◆ **PROBLEMS AND TASKS**:
**a)** According to the text excerpt on photoacoustic signals, what type of transducer is used in the simulation?
**b)** Reproduce the records verbatim, starting at the line that contains "woman's face, locate" and ending at the last line of the records. Leave the pictures out of your answer.

# TEXT EXCERPT start

This paper examines another method for obtaining a TIR for a limited bandwidth transducer. This is a method that does not require any prior knowledge as a known condition to extract TIR directly from OPAS. It is based on the relationship between OPAS and PAPS data at different observation locations. This relationship can be expressed as a system of homogeneous linear equations, and the PAPS results are obtained by solving homogeneous linear equations. Numerical experiments verify the effectiveness of the proposed method. And the influence of calculation parameters on the accuracy of TIR extraction is also discussed.

2. Basic Principles of Solving TIR

Light absorbance results in transient local heating and a pressure increase in proportion to the absorbed light energy. This leads to the creation of pressure waves. The propagation of photoacoustic pressure waves may be given through a generic wave equation [30].

$$({\nabla }^2-\frac{1}{v^2}\frac{{\partial }^2}{\partial t^2})x(\mathbf{r},t)=-\frac{\beta }{C_p}\frac{\partial }{\partial t}\delta (\mathbf{r},t),$$

(1)

where r denotes the coordinates of any position in 3D space, t is time, v is the speed of sound, β is the coefficient for expansion of isobaric volume, and C_p is constant pressure-specific heat. $\delta$ is the heat source function. We know that TIR is affected not only by the temporal impulse response, but also by the spatial impulse response [22,23]. Because the transducer used in the simulation in this paper is a point-like transducer [33,34,35], its size is close to a point and can be ignored. Moreover, the simulation in this paper is based on far-field detection, which means that the distance between the support and the transducer is much longer than the wavelength corresponding to the center frequency of the detection device. In this article, we only consider temporal TIR. The PAPS at time t can be expressed as

$$x(t)=\frac{\beta }{4\pi C_p}{\displaystyle \iiint \frac{d\mathbf{r}}{\mathbf{r}}}\frac{\partial \delta (\mathbf{r},t\text{'})}{\partial t\text{'}}{|}_{t\text{'}=t-\frac{\mathbf{r}}{v}},$$

(2)

where r = |r|. If the transducer is limited by the bandwidth, then the OPAS is affected by the TIR and the obtained OPAS signal at the transducer becomes [36]

$$y(t)=h(t)\ast x(t),$$

(3)

where y(t) is the OPAS, x(t) is the PAPS, and h(t) is the TIR in this PAI system.

# TEXT EXCERPT end
# THE DATA start

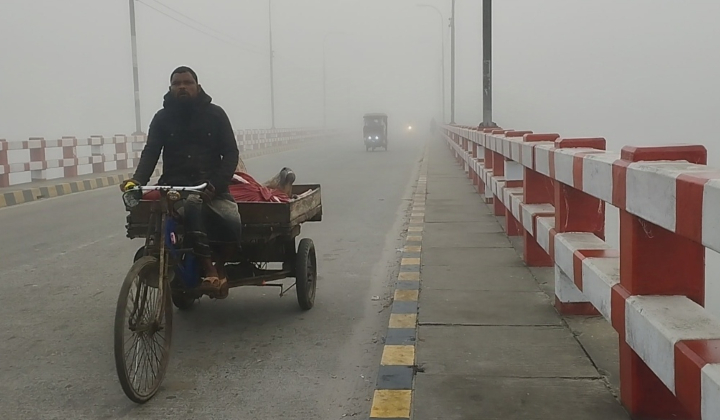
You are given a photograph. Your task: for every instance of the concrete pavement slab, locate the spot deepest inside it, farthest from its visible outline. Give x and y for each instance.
(469, 279)
(502, 351)
(463, 397)
(459, 230)
(487, 308)
(475, 257)
(449, 212)
(449, 238)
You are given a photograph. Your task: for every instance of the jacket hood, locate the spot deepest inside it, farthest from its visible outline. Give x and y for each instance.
(170, 102)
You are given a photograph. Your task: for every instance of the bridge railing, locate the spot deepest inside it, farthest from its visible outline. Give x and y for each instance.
(38, 159)
(553, 192)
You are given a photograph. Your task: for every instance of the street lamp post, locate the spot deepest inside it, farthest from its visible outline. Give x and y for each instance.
(325, 76)
(452, 65)
(487, 64)
(136, 83)
(442, 51)
(272, 73)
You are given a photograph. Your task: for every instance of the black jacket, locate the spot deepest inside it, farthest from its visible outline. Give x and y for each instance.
(197, 144)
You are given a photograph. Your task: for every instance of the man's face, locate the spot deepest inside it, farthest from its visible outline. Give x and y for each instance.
(184, 86)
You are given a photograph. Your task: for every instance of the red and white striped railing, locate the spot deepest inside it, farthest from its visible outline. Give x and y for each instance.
(38, 159)
(553, 192)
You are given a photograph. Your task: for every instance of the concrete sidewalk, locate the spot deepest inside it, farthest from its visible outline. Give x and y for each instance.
(490, 343)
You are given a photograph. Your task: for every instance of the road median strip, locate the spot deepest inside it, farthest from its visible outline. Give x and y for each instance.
(392, 399)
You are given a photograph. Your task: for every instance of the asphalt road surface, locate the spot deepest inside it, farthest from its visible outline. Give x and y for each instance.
(252, 356)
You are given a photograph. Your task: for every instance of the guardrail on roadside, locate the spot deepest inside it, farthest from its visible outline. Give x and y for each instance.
(38, 159)
(553, 192)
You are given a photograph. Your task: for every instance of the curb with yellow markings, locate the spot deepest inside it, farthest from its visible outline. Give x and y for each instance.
(34, 194)
(392, 399)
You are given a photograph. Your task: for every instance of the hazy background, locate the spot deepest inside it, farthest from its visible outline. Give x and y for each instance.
(637, 72)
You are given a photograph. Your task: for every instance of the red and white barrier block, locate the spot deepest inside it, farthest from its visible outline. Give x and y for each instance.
(38, 159)
(554, 191)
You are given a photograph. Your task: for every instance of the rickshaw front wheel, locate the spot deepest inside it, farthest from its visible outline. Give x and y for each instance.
(143, 331)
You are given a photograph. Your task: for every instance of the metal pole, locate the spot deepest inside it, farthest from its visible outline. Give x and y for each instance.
(452, 65)
(324, 84)
(136, 83)
(272, 74)
(442, 54)
(487, 64)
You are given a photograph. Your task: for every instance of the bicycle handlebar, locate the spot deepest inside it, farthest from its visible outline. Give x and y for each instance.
(169, 187)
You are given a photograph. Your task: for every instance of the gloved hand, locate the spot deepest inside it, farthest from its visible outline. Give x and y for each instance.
(208, 193)
(128, 184)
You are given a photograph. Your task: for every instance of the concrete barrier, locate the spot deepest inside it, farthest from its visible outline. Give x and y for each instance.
(38, 159)
(553, 191)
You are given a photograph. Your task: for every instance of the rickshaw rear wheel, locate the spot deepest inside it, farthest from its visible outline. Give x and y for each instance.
(183, 300)
(142, 358)
(306, 274)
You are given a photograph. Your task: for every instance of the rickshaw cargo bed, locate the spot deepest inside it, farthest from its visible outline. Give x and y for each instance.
(306, 208)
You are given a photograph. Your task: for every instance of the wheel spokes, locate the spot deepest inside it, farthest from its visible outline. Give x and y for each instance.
(145, 344)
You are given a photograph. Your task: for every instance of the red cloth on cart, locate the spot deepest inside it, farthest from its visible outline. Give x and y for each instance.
(243, 187)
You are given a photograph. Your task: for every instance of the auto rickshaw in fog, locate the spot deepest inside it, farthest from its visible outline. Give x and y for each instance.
(375, 131)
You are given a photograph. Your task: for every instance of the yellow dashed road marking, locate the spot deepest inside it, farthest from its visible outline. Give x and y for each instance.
(398, 356)
(403, 320)
(391, 403)
(409, 276)
(410, 261)
(406, 295)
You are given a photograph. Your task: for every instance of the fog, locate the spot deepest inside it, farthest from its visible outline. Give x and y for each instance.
(641, 72)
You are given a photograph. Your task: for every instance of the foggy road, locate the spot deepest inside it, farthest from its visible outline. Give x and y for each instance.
(252, 356)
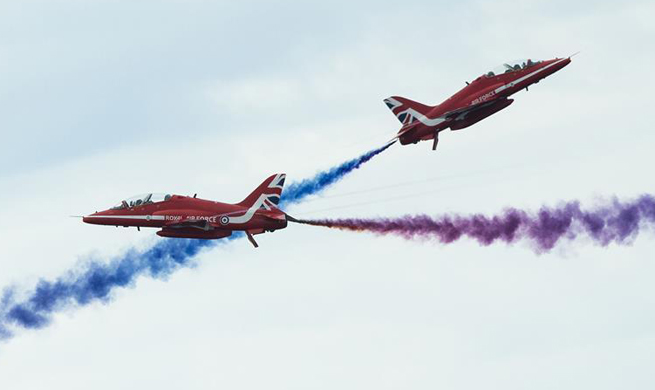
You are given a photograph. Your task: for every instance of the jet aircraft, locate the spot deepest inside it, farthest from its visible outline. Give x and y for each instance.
(190, 217)
(481, 98)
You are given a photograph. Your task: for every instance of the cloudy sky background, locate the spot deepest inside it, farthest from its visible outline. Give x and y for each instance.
(101, 100)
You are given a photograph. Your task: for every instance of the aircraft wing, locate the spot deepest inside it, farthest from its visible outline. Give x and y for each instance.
(460, 113)
(201, 224)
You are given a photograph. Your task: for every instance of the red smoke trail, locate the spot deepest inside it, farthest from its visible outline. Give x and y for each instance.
(614, 222)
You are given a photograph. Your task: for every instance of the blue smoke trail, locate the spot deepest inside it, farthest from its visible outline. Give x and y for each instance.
(97, 280)
(296, 192)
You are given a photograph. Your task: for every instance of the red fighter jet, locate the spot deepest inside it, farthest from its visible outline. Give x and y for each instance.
(481, 98)
(189, 217)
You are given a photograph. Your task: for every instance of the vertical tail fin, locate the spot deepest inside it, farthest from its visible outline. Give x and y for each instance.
(406, 110)
(267, 195)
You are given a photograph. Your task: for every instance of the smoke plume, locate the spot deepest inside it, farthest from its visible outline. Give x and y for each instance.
(96, 280)
(614, 222)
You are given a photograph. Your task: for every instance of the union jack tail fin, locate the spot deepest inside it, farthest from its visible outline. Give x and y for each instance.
(406, 110)
(267, 195)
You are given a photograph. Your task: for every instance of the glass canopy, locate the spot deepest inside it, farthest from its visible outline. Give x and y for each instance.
(512, 66)
(140, 200)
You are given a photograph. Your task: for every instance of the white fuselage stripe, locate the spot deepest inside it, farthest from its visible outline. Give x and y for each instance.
(145, 217)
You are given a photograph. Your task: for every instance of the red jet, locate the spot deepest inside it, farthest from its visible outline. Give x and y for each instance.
(481, 98)
(189, 217)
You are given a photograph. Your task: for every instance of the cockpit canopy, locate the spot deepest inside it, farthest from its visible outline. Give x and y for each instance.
(141, 200)
(512, 66)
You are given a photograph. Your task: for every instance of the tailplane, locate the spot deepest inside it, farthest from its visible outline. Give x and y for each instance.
(406, 110)
(267, 195)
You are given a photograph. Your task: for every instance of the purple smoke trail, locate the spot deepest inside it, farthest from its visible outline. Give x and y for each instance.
(614, 222)
(97, 280)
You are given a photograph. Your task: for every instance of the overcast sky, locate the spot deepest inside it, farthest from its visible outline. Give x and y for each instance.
(101, 100)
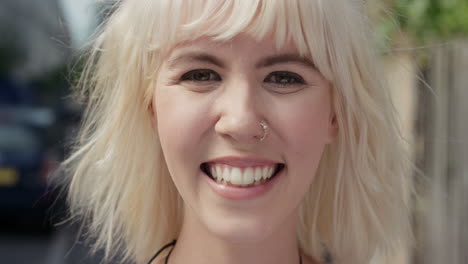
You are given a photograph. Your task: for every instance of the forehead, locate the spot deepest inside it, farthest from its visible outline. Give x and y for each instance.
(240, 44)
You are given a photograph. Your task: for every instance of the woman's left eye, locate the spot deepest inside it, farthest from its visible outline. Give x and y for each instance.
(201, 76)
(284, 78)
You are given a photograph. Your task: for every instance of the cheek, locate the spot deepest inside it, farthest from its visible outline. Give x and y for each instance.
(307, 126)
(180, 125)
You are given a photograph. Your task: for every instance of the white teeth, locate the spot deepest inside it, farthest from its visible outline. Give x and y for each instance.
(236, 176)
(258, 174)
(241, 176)
(248, 176)
(265, 173)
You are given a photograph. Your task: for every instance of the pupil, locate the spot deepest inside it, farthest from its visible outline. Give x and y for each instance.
(201, 76)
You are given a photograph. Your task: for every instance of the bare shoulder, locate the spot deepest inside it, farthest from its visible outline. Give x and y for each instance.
(159, 260)
(308, 260)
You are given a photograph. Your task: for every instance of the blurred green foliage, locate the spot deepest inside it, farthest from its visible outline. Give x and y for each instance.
(423, 21)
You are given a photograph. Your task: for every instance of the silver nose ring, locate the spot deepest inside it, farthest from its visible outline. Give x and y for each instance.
(265, 131)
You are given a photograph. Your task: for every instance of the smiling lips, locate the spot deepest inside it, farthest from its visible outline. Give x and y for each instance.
(241, 173)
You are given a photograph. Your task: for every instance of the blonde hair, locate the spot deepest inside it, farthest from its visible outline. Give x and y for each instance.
(119, 183)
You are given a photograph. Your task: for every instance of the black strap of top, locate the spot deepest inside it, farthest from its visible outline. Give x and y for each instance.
(161, 250)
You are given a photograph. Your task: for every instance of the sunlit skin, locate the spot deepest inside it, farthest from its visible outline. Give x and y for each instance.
(208, 101)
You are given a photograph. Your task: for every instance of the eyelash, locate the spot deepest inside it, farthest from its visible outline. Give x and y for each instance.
(205, 75)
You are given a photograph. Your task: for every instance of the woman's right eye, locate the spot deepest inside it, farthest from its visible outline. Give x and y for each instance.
(201, 76)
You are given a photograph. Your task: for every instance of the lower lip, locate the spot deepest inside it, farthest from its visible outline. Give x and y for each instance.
(241, 193)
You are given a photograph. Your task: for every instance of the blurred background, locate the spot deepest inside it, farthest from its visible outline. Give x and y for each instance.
(423, 45)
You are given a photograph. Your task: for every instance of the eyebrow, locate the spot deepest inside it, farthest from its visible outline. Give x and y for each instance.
(265, 62)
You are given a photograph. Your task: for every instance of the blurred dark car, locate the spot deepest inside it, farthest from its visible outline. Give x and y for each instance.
(25, 164)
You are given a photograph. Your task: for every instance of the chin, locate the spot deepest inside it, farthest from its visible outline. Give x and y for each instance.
(239, 230)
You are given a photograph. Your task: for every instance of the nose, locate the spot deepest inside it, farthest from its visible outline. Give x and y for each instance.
(240, 112)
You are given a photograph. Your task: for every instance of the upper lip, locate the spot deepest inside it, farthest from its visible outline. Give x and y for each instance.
(242, 161)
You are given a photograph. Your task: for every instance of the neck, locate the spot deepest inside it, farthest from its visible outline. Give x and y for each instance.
(197, 245)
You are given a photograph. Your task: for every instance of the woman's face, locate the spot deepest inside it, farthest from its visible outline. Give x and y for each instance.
(210, 98)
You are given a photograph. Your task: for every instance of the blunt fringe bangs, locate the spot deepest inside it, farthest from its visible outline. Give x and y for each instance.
(358, 204)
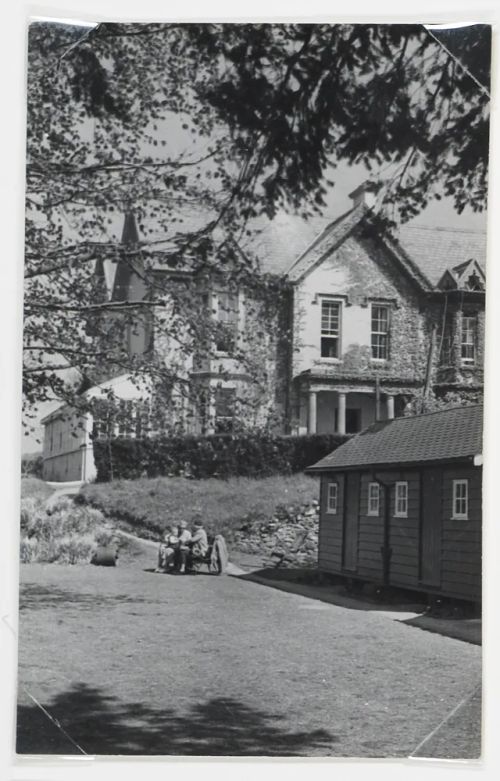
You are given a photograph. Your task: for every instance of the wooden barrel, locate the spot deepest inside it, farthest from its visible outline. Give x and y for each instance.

# THE DATA end

◆ **RESPONSES IN ORDER**:
**a)** A point-like transducer, whose size is close to a point and can be ignored.

**b)**
You are given a photograph. Your task: for every instance of the woman's face, locate the spot deepest inside it, farthest from its visible outline. Give x and y for each instance.
(210, 98)
You are given a photograph. Your task: for every instance of the blunt fringe bangs, locate the spot deepest inside it, farthest from its visible outline. Give x and y for each instance.
(358, 204)
You are given a photograph. Your task: for every instance of the wooden barrel, locate the spot deepest inside it, farthest from its visible outline. Give x and y for each instance.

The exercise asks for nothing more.